::: Teks Sumber :::
Sabtu, 25 Agustus 2007

(Catatanku): "KEBAHAGIAAN"

(1)
KEBAHAGIAAN adalah kesedihan yang terbuka kedoknya. Hari ini aku bangun pagi, dan kusadari bahwa waktu itu tetap berputar-putar di kepalaku seperti legenda. Hidupku sebagai seorang "petualang"--begitu mereka selalu bilang--hanya akan menunjukkan bahwa hari ini diriku bukan hanya semakin giat dalam melawan stagnasi. Sebagai seorang yang (menderita penyakit jiwa) obsesif-kompulsif, menulis adalah bagian dari kehidupanku, bahkan pagi ini saat terbangun dari tidur dan seakan kehidupan baru dimulai.

(2)
"Aku tak terbiasa bangun pagi dengan cara tidak mendapati dirimu di sisiku", dulu aku terbiasa berkirim sms seperti itu pada kekasihku. Tetapi jarak yang mirip lara telah membiasakan diriku untuk mewarnai kerinduan dengan kekasihku, Ratih. Jarak telah mengukur kerinduan dengan cara-cara yang berbeda. Tapi pagi ini, kehidupanku seperti baru--meski kubuka semua surat kabar dan tidak ada satupun tulisanku yang dimuat, tidak seperti seminggu sebelumnya. Juga tidak ada puisi,cerpen, atau esai kawan-kawanku. Tidak ada pula puisi kekasihku, karena ia hanya melihat bahwa puisi adalah sejenis kecentilan jika kamu memberikannya pada setiap orang.

(3)
Oh, kukira aku perlu mendefinisikan kesedihan. "Hidupmu secara totalitas adalah kesedihan", kata-kata itu berbisik di telingaku, "karena kamu adalah penulis, pengarang, pengeluh, dan penggugat".
Ah, sejak lama memang kusadari bahwa aku adalah orang sentimentil dan aku tidak menyesalinya karena yang telah terjadi tak perlu disesali, tak mungkin aku akan kembali...
Jadi hubungan antara kesedihan dan sentimentalitas seakan begitu dekat, mungkin tak terasakan atau tersadari.
Bukan. "Apa hanya karena aku memiliki banyak penjelasan dan merengkuh dunia dalam otakku lantas berarti aku merasa sedih karena dunia ini memang telah dikutuk menjadi kesedihan karena sedikit orang yang serakah telah mencabik-cabik kemanusiaan dengan memancangkan rasa kemunafikan, ketakutan, kepengecutan? Apakah dengan mengetahui bahwa hidup begitu menyedihkan lantas aku, sebuah agregat kecil dan sombong ini, harus kau kutuk menjadi orang yang sedih?", tanyaku di suatu malam.
::: Kutipan Bahan :::
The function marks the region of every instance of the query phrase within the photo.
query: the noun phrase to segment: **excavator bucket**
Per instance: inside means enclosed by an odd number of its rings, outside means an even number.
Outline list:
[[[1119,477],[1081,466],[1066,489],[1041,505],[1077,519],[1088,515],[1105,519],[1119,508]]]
:::
Dalam catatan tentang kebahagiaan, bisikan di bagian (3) menyebut si "aku" dengan beberapa sebutan. Tuliskan semua sebutan itu.

### [Jawaban Lengkap]
penulis, pengarang, pengeluh, penggugat